Jedenfalls war der Rücken zart-blutig saftig, schmeckte noch nach Wild, “wildelte” aber nicht. Ja, und die Sauce: Zum Niederknien, von einer wunderbaren Intensität. Hierin steckt die ganze Erfahrung von über 40 Jahren Kochen. Passend dazu die sautierten Waldpilze, die Dinkel-Spätzle – und unter der Wirsing-Kugel noch das gezupfte Fleisch, wahrscheinlich von der Keule. Passend dazu auch der empfohlene großartige 2011er Crozes Ermitage für 10 Euro das Glas.
Zum süßen Finale kam ein guter Millirahmstrudel mit Vanillesauce auf den Tisch. Ach ja, und noch Rumtopffrüchte, hier übersüße Erd- und Brombeeren. Da ist dem bekennenden Zuckerfan Vincent Klink leider der süße Gaul durchgegangen – aber was besagt das angesichts eines so köstlichen Mahls!

---*---

> GESTELLTE AUFGABE 1
Prüfe anhand der Restaurantkritik, ob die folgenden Aussagen zutreffen, und belege jede Antwort mit einem wörtlichen Zitat: (a) Zum Rücken wurde ein 2011er Crozes Ermitage empfohlen, das Glas zu 10 Euro. (b) Der Millirahmstrudel kam mit Schokoladensauce auf den Tisch. (c) Bei den Rumtopffrüchten handelte es sich um Himbeeren und Kirschen.
> GESTELLTE AUFGABE 2
Was befand sich laut der Restaurantkritik unter der Wirsing-Kugel?
> GESTELLTE AUFGABE 3
Schreibe die Restaurantkritik im Anschluss an ihren letzten Satz weiter.

---*---

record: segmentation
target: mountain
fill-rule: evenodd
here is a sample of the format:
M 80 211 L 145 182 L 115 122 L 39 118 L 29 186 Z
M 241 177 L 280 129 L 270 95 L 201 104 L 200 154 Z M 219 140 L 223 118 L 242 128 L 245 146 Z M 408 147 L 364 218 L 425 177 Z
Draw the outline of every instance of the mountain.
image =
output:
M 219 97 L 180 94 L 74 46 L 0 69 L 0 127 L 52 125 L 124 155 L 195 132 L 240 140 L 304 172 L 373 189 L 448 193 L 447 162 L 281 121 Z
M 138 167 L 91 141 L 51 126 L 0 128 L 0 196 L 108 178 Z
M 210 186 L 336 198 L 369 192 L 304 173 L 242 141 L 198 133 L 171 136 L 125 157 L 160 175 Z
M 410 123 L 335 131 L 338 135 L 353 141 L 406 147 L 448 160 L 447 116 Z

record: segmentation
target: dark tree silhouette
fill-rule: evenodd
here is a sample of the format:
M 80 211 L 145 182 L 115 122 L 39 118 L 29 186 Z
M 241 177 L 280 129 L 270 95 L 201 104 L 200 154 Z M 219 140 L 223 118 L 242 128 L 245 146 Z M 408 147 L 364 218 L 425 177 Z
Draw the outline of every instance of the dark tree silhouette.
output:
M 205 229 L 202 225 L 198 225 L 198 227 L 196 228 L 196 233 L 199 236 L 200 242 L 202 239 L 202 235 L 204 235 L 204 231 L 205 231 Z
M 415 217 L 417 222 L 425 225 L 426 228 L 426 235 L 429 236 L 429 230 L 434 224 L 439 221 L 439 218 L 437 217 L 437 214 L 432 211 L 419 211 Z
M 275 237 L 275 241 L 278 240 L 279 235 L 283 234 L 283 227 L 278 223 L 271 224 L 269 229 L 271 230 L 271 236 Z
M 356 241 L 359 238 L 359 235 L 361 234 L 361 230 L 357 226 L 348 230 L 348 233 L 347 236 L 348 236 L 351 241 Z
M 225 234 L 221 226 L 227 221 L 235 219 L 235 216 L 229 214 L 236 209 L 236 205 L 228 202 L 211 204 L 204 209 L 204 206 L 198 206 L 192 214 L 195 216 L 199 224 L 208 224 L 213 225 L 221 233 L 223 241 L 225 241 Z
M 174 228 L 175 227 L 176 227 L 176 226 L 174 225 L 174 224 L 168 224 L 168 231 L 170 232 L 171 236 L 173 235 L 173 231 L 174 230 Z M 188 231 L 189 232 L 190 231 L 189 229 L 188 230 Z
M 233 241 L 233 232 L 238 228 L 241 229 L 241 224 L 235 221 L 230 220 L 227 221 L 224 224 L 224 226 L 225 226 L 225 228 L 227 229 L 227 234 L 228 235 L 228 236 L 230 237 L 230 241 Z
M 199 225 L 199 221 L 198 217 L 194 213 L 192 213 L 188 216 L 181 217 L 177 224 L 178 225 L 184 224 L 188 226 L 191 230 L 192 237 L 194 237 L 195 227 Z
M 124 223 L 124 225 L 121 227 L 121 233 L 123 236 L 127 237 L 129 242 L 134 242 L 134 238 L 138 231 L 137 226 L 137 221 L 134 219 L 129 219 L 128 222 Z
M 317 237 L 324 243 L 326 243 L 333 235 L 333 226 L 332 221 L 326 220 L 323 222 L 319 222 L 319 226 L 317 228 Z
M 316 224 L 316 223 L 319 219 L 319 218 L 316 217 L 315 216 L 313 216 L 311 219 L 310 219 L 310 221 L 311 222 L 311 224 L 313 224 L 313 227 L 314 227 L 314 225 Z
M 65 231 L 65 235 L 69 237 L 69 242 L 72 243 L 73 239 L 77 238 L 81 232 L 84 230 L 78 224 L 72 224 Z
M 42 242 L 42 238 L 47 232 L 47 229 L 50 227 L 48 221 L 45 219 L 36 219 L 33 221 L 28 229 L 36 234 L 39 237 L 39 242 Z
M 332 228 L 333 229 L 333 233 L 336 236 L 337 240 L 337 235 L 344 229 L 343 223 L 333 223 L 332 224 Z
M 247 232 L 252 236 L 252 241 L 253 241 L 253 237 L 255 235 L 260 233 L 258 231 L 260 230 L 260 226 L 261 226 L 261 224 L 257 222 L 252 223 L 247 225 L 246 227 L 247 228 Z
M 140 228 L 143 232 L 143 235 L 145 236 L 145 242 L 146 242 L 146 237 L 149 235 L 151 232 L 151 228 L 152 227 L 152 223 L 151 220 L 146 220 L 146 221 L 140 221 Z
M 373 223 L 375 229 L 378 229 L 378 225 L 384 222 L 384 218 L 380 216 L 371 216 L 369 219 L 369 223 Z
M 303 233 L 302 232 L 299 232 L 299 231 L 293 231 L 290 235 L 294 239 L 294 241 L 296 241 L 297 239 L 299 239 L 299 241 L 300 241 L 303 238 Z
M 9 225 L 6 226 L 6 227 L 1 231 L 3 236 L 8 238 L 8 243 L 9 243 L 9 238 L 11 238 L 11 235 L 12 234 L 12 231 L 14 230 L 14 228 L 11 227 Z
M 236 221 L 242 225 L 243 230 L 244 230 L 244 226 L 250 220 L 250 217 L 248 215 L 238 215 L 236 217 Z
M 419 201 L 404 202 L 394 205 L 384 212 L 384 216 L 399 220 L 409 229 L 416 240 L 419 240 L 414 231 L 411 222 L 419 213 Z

---*---

> LÖSUNG 1
(a) Ja: „Passend dazu auch der empfohlene großartige 2011er Crozes Ermitage für 10 Euro das Glas.“
(b) Nein: „ein guter Millirahmstrudel mit Vanillesauce“
(c) Nein: „hier übersüße Erd- und Brombeeren“

> LÖSUNG 2
Unter der Wirsing-Kugel lag das gezupfte Fleisch, wahrscheinlich von der Keule.

> LÖSUNG 3
Ans Herz legen möchte ich Ihnen auf der äußerst lesenswerten Homepage des Restaurants die über zehn “Grundregeln der Wielandshöhe” – sie sind so etwas wie die Anleitung zum klugen Essen mit Respekt vor der Natur, ohne ins Dogmatische abzugleiten. Drei Regeln greife ich kurz heraus: “Ganzheitlich verarbeiten”, also beispielsweise auch die Strünke vom Gemüse für den Gemüsefonds verwenden; gegen “Tellertätowierung”, also die so gern gepflegten Kleckse und Streifen weglassen, deren oft aufwendige Herstellung in keinem Verhältnis zum kulinarischen Gewinn steht; und: “Ganze Tiere” nehmen, was bedingt, dass auch die Kutteln verarbeitet werden, etwa hier als “Kuttelwurst”. Alle Regeln stehen hier.
Kein deutscher Koch ist so virtuos vielseitig wie Vincent Klink: Der Sohn eines Amtstierarztes spielt sehr gut Querflöte, Flügelhorn und Trompete, tritt damit auch auf Festivals auf. Außerdem ist er ein begnadeter Fernsehkoch, der ohne großes Gehabe bodenständig-raffiniert kocht. Seine ganz große Liebe aber gilt der Literatur, seit Jahren leistet sich die Wielandshöhe einen kleinen Verlag, wo so wunderbare Bücher erschienen sind wie die Reihe “Häuptling eigener Herd”.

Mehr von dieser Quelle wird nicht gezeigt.